▶ **TASK INPUT**:

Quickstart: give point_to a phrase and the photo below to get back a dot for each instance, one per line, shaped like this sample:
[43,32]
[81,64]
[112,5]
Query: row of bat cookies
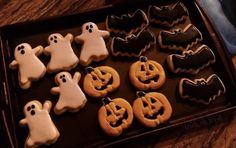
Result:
[61,52]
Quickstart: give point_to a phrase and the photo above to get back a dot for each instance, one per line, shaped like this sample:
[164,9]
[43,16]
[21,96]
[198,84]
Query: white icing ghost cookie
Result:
[62,54]
[41,127]
[71,96]
[94,46]
[30,67]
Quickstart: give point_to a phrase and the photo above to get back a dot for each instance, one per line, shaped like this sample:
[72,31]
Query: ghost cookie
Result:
[151,109]
[61,52]
[99,81]
[42,130]
[115,116]
[30,67]
[147,74]
[94,46]
[71,97]
[201,90]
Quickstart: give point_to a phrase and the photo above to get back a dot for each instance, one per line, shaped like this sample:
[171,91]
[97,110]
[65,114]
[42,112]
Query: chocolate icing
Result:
[132,45]
[191,61]
[169,15]
[180,39]
[202,90]
[127,23]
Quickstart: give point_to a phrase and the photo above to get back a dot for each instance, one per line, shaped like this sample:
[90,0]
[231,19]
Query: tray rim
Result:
[4,89]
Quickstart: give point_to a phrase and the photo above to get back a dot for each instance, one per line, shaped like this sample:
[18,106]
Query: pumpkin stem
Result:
[89,69]
[140,94]
[106,100]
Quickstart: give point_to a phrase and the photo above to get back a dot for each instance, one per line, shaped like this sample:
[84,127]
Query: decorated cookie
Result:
[71,97]
[115,116]
[168,15]
[133,45]
[42,130]
[191,61]
[30,67]
[147,74]
[62,54]
[179,39]
[151,109]
[201,90]
[127,23]
[94,46]
[99,81]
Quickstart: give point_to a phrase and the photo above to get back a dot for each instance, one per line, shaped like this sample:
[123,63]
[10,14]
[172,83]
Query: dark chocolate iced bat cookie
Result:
[133,45]
[127,23]
[179,39]
[201,90]
[167,15]
[191,61]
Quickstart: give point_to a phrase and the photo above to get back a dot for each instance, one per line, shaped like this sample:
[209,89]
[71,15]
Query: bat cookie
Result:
[127,23]
[28,63]
[71,97]
[94,46]
[147,74]
[133,45]
[191,61]
[61,52]
[168,15]
[42,130]
[178,39]
[201,90]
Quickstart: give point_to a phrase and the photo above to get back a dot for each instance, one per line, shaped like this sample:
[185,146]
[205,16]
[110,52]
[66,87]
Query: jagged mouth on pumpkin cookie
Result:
[105,86]
[155,79]
[120,121]
[154,116]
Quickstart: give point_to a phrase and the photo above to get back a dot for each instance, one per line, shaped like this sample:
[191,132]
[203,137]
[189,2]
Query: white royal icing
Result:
[62,54]
[30,67]
[71,97]
[41,127]
[94,46]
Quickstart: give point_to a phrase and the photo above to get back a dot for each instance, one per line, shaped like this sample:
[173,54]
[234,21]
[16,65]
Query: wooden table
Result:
[216,132]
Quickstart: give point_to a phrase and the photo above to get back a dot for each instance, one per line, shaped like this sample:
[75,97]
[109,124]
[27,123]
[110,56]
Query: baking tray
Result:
[82,128]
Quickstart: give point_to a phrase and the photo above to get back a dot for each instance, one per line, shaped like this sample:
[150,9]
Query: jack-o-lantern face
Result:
[115,116]
[100,80]
[152,108]
[147,74]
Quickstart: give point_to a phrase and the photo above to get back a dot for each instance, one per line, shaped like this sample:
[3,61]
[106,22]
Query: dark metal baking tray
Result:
[82,128]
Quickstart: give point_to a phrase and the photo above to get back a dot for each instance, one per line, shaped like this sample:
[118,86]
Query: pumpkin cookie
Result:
[152,108]
[147,74]
[115,116]
[99,81]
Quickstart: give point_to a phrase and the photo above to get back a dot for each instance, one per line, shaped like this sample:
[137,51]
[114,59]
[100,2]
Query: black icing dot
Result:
[32,106]
[22,52]
[32,112]
[87,27]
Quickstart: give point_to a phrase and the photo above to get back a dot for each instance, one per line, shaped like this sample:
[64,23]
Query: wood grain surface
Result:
[220,132]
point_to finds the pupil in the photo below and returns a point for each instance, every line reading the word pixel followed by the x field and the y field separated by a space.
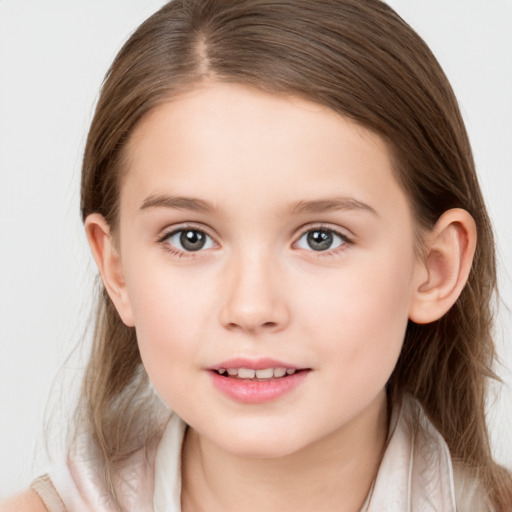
pixel 192 240
pixel 319 240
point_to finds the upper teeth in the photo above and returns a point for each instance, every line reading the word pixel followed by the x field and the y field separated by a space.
pixel 249 373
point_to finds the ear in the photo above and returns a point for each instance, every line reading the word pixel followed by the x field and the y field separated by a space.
pixel 442 274
pixel 107 258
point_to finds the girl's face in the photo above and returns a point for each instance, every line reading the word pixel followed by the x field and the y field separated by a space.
pixel 264 233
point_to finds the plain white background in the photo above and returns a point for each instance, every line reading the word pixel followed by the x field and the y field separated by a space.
pixel 53 56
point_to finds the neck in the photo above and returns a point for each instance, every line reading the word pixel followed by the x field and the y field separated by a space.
pixel 334 473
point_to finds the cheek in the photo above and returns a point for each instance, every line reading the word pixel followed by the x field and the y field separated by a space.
pixel 362 315
pixel 167 309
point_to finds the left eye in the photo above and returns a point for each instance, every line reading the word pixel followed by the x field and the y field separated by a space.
pixel 189 240
pixel 320 240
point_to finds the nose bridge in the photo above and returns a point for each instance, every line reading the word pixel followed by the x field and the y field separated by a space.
pixel 255 298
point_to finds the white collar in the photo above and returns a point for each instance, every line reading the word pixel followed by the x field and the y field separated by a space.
pixel 415 474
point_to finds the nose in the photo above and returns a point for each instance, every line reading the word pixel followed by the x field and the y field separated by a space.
pixel 255 296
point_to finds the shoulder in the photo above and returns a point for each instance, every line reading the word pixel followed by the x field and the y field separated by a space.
pixel 27 501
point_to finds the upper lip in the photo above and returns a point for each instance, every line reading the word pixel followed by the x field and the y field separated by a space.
pixel 254 364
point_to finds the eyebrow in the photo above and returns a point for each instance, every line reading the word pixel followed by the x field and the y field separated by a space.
pixel 301 207
pixel 332 204
pixel 178 202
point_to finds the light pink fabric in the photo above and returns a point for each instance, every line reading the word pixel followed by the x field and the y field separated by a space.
pixel 416 473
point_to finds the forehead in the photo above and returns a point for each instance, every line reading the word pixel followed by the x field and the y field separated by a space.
pixel 237 144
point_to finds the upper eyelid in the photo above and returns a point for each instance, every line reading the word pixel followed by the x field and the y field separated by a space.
pixel 166 233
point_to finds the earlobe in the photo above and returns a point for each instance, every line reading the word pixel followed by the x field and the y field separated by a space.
pixel 442 274
pixel 108 261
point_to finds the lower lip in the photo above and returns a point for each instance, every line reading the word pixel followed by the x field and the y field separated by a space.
pixel 254 391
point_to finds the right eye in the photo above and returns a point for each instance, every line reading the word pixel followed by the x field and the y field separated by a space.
pixel 188 240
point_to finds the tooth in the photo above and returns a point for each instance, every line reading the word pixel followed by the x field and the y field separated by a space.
pixel 279 372
pixel 246 373
pixel 268 373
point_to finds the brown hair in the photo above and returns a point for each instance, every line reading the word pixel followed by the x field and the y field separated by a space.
pixel 360 59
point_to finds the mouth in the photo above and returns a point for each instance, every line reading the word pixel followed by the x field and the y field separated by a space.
pixel 260 375
pixel 256 381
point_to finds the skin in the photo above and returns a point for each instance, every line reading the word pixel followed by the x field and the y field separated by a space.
pixel 257 289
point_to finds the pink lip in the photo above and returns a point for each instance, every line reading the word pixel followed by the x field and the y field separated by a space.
pixel 254 364
pixel 255 391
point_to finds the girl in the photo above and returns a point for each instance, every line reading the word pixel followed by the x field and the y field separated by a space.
pixel 296 261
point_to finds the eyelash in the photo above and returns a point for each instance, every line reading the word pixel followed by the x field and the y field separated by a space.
pixel 346 241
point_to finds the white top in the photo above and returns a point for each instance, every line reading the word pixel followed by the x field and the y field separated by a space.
pixel 416 473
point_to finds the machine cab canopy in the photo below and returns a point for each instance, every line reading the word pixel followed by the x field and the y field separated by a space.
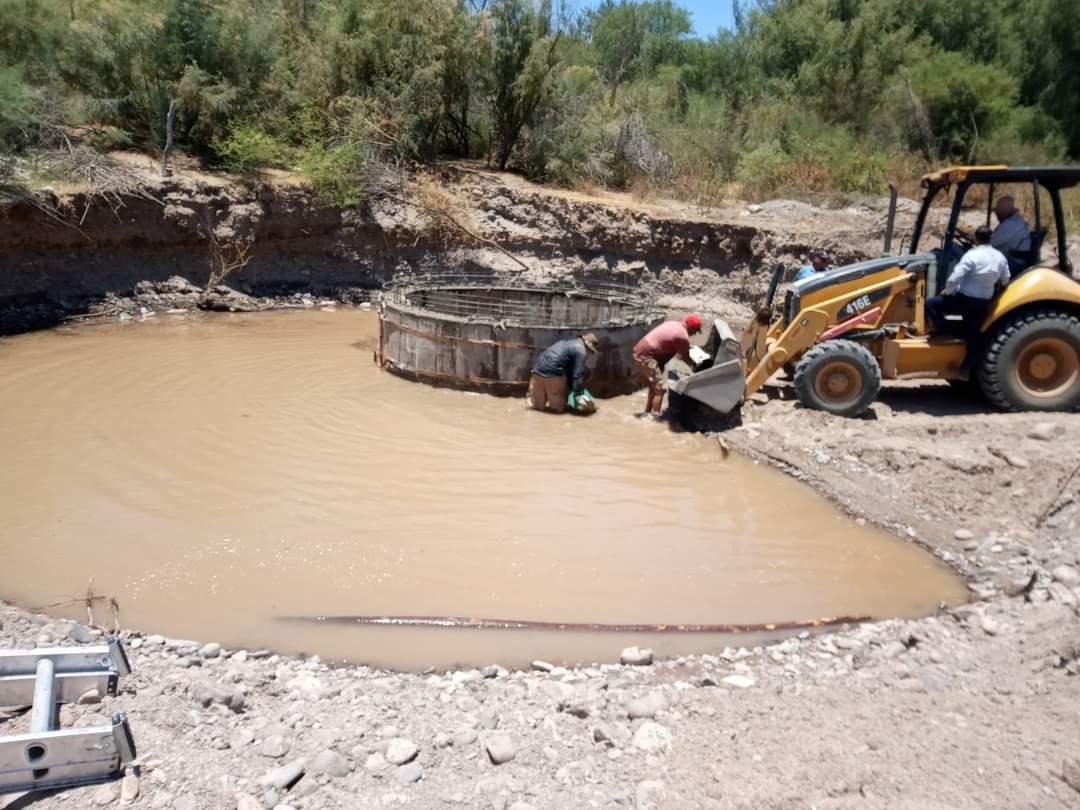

▶ **SHORT EXERCISE**:
Arrange the lines above as a numbered list, starting at the line that contains "point_to finds the upper lip" and ending at the line that contains "pixel 166 233". Omit any blank lines.

▶ **ANSWER TO THIS TASK**:
1. point_to finds the upper lip in the photo above and returns a point for each instance, every line reading the word pixel followed by the x field and the y field separated by a space.
2. pixel 254 364
3. point_to finds the eyebrow in the photo above and returns a point for each instance, every line reading the word pixel followed by the x field and the y field separated by a space.
4. pixel 301 207
5. pixel 332 204
6. pixel 178 202
7. point_to finds the light pink fabric in the photo above and returns a point for each instance, every line reading the word pixel followed by the x field and the y field separated by a space.
8. pixel 416 473
9. point_to finds the forehead in the photo above and returns a point for each instance, every line reading the word pixel followed by the x field and the y field separated by a space.
10. pixel 237 144
11. point_to finds the upper eyelid in the photo above and returns a point for each instance, every line reading the word pixel followed by the x field and the y field separated by a space.
12. pixel 166 233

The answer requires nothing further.